──────── Supplied text ────────
Wandering in Wonderous Wales
When you think of countries to visit in Europe, Wales may not be one that comes to mind. However, it recently became one of my favorites after spending time there as part of a European getaway I took with my husband.
This small country, part of the United Kingdom, is just a 3-hour drive west of London. Despite its size, there is still plenty to see and do. Wales has more than 1,680 miles of coastline covered in panoramic views of cliffs and beaches. Inland you can enjoy snowy mountains, rolling hills, secret waterfalls, and of course, sheep. Lots of sheep!
London Heathrow Airport, located in the western suburbs of London, is a perfect hub to begin your journey to Wales. Train, bus, self-drive or private car and driver are a few ways to get you out into the countryside. Driving on the opposite side of the road has its challenges, but for us it was worth it to control our own stops and agenda throughout the trip. We were pleasantly surprised to experience a beautiful, scenic drive to Wales with many castles, quaint English villages and churches to view along the way.
────────
→ **What needs to be done**: Can you write what comes next in the Wales travel piece, picking up after its final sentence? You won't need the listing for this.
──────── Entries provided ────────
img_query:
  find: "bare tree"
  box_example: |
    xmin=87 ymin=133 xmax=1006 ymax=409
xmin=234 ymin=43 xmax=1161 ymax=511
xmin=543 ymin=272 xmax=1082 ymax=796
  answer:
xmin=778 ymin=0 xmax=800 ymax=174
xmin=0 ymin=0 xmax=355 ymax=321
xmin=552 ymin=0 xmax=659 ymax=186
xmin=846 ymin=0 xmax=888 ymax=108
────────
→ **Written reply**:
Our first stop just over the border of Wales was at Tintern Abbey. The Abbey, founded in 1131, sits on the Welsh bank of the River Wye. The Abbey fell into decay in the 16th century when King Henry VIII broke away from the Catholic Church to create the Church of England. The monks that had been living in the Abbey for over 400 years were sent away and the relics and treasures were seized by the King. The building’s roof was sold and the rest of the site abandoned until becoming the tourist site we see today. We walked through the old rooms and passageways that the past monks lived among in their daily life. The contrast of the bright green grass and sunny blue sky against the aging stone pillars and arches made for stunning photos.
Our next stop was Cardiff, the Welsh capital. Cardiff can be a perfect central hub to see and experience Wales. We stayed there three nights and went out on strategic day trips to see everything Wales has to offer.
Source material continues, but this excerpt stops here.